# PROBLEM REQUIREMENTS
Nothing but the lines from the one that contains "Could you please spot the window in" through the end of the data should be reproduced, and each must match exactly.

PROVIDED DATA Block Start

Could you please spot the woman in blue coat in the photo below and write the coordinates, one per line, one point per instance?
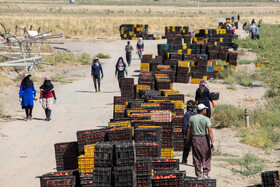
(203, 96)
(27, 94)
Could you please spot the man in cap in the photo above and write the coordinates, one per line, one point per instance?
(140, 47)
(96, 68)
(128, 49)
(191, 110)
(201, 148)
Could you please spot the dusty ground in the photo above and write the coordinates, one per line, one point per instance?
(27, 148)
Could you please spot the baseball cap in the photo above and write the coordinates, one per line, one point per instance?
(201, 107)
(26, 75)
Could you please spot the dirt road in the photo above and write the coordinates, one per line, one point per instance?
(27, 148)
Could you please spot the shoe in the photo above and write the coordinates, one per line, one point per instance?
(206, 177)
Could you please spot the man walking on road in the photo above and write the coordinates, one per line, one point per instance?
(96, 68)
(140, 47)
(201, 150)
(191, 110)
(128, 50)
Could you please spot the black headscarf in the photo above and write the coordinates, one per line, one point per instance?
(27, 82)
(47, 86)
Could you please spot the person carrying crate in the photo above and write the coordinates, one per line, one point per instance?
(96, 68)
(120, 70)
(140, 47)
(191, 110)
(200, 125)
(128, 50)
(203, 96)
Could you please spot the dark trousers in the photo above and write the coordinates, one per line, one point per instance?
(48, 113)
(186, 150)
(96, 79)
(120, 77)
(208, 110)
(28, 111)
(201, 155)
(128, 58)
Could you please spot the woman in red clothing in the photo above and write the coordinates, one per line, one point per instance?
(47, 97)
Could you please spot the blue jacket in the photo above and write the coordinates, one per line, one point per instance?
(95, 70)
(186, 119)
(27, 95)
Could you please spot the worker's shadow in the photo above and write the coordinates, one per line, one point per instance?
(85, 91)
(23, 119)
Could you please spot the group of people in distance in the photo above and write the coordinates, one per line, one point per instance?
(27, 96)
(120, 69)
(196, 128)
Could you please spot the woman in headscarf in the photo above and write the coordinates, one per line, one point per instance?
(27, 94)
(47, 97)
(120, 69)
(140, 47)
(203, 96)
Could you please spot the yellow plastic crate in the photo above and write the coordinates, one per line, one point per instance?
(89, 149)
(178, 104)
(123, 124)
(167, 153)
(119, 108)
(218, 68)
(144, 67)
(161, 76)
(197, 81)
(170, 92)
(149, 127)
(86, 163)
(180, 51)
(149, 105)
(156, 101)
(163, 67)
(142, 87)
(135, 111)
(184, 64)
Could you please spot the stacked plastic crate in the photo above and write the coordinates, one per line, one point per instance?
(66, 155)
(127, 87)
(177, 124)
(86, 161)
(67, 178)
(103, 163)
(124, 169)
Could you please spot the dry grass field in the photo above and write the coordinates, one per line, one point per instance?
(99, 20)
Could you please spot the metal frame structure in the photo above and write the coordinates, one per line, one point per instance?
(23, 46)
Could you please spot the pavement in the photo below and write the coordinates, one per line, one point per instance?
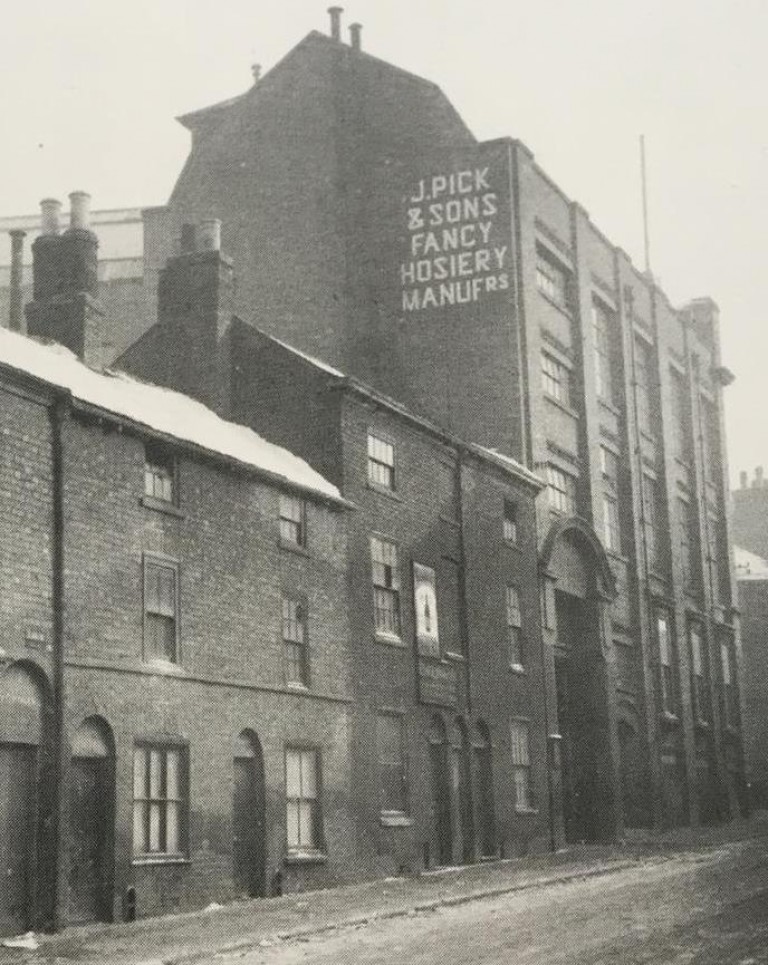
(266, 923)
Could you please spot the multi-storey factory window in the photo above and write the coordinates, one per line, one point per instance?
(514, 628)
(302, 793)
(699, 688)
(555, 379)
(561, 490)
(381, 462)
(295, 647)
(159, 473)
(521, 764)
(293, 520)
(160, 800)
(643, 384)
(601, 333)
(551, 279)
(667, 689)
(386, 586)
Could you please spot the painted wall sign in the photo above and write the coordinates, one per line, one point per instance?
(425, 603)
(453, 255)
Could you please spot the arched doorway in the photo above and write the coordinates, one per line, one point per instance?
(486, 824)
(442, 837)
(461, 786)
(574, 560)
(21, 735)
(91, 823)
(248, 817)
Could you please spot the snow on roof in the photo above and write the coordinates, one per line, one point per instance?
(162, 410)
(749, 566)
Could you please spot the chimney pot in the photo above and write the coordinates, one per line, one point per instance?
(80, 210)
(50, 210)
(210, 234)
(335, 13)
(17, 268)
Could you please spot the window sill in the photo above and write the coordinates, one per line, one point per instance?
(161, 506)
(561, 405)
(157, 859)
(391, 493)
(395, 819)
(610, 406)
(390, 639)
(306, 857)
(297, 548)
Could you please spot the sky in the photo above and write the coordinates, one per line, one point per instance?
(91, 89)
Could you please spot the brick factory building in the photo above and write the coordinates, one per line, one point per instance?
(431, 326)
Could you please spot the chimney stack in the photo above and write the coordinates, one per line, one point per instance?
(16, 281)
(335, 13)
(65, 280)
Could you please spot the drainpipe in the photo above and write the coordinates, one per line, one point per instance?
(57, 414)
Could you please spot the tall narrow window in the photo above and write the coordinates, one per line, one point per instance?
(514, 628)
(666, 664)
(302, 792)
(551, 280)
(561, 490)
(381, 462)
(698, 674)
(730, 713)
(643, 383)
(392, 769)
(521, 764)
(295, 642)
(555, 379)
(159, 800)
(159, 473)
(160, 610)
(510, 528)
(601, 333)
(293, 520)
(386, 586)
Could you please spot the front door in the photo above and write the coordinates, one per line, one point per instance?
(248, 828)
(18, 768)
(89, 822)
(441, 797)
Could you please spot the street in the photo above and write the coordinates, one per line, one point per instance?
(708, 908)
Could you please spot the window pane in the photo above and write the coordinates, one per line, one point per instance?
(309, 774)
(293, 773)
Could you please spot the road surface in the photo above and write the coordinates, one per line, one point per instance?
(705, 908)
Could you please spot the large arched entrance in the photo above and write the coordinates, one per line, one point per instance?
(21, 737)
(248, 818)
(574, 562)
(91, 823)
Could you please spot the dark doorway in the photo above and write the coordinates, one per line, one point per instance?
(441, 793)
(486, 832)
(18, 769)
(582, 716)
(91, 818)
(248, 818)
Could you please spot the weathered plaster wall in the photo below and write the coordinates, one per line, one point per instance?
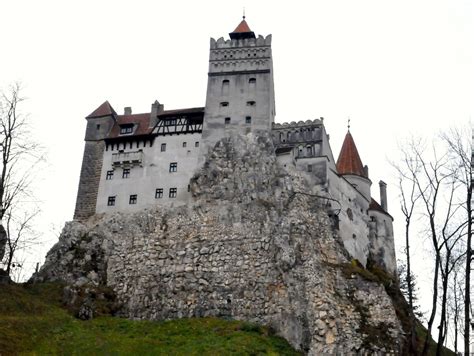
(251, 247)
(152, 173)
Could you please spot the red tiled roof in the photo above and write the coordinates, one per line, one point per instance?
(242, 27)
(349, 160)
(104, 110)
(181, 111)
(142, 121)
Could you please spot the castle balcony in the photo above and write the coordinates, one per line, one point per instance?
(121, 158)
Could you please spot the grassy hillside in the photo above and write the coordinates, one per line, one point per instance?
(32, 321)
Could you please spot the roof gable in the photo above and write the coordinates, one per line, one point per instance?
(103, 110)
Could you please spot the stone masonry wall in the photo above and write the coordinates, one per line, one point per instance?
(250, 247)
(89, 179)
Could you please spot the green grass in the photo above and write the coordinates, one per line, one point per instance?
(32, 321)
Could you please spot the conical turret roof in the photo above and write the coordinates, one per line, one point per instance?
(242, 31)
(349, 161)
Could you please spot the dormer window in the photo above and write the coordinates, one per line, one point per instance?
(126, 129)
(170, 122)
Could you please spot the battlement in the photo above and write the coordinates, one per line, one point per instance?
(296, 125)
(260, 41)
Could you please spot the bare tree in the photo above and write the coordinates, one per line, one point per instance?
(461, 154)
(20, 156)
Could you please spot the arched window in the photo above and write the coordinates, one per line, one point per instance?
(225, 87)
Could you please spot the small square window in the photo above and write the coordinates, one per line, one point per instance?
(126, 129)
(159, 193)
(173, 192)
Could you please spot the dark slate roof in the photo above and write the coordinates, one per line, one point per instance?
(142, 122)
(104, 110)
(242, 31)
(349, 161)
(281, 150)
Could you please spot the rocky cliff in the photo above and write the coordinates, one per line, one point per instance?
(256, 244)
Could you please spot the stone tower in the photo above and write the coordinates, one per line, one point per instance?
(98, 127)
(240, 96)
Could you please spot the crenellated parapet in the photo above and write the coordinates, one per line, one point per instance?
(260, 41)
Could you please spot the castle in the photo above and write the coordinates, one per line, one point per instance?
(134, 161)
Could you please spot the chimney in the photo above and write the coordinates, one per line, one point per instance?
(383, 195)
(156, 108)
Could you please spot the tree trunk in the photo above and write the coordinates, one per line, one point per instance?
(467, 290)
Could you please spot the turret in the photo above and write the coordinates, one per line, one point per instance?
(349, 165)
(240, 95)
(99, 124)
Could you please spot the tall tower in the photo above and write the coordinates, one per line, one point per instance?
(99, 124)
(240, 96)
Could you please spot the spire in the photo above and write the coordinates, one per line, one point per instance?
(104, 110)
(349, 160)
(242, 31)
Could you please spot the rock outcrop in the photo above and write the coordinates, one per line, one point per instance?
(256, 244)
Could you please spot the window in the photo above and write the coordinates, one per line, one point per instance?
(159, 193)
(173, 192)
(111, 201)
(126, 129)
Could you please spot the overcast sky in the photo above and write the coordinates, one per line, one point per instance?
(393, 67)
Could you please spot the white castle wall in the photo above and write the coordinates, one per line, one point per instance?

PROVIDED DATA Block End

# FINAL ANSWER
Could you please spot the window in the photo above and write the coordinates, one per line, one point per instance?
(159, 193)
(173, 192)
(111, 201)
(126, 129)
Could you please spot the overcast sky in the photo above and write the coordinates, one per line, one point per instance?
(393, 67)
Could you please spot the white castle wall in the photo above and write the coordinates, one per line, one point per instance?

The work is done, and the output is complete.